# Task prompt
Print the data exactly as written, line for line, and leave its pictures behind.

┌─ Dataset entries

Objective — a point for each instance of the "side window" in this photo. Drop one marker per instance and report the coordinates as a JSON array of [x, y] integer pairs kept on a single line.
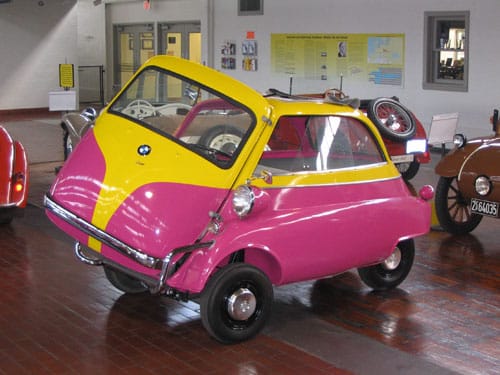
[[446, 52], [341, 142], [318, 143]]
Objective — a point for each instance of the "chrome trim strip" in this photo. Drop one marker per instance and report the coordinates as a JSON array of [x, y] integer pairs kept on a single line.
[[100, 235], [85, 258], [165, 264]]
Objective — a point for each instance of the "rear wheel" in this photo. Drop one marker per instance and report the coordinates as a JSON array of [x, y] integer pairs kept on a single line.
[[392, 119], [124, 282], [236, 303], [452, 209], [393, 270]]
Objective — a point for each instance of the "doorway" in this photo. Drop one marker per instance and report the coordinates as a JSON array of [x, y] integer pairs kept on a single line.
[[134, 44], [181, 40]]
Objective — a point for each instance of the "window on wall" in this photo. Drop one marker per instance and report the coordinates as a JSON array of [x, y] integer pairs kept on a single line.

└─

# Exercise result
Objective — a point for each instance of the "side window" in this photo. Drop one marker per instance and report the coordinates as a JSON array of [x, y] integer pairs kept on a single line.
[[446, 52], [341, 142], [318, 143]]
Objective — a point for each instance of the "chrome trim strip" in this photo. Drop one marker per instance and report the coordinates as a JSON array of [x, y] integer pairs kept on a single line.
[[100, 235], [85, 258], [165, 264]]
Objective — a point for each instance of the "rear wheel" in this photo. Drop one marker per instance and report the coordinates as a JSON array of [x, y] integer pairs kept on a single line.
[[392, 119], [124, 282], [236, 303], [452, 209], [393, 270]]
Objective — a point for each instance of the "doorway" in this photo. Drop one marker per instance and report the coordinates as a JSON array of [x, y] integer pairs kept on a single line.
[[134, 44], [181, 40]]
Objective — a point for each instance of the "window on wall" in this photo. Drop one marker per instance and report the coordinates as a JSON array of [x, y] integer pairs kept on a single line.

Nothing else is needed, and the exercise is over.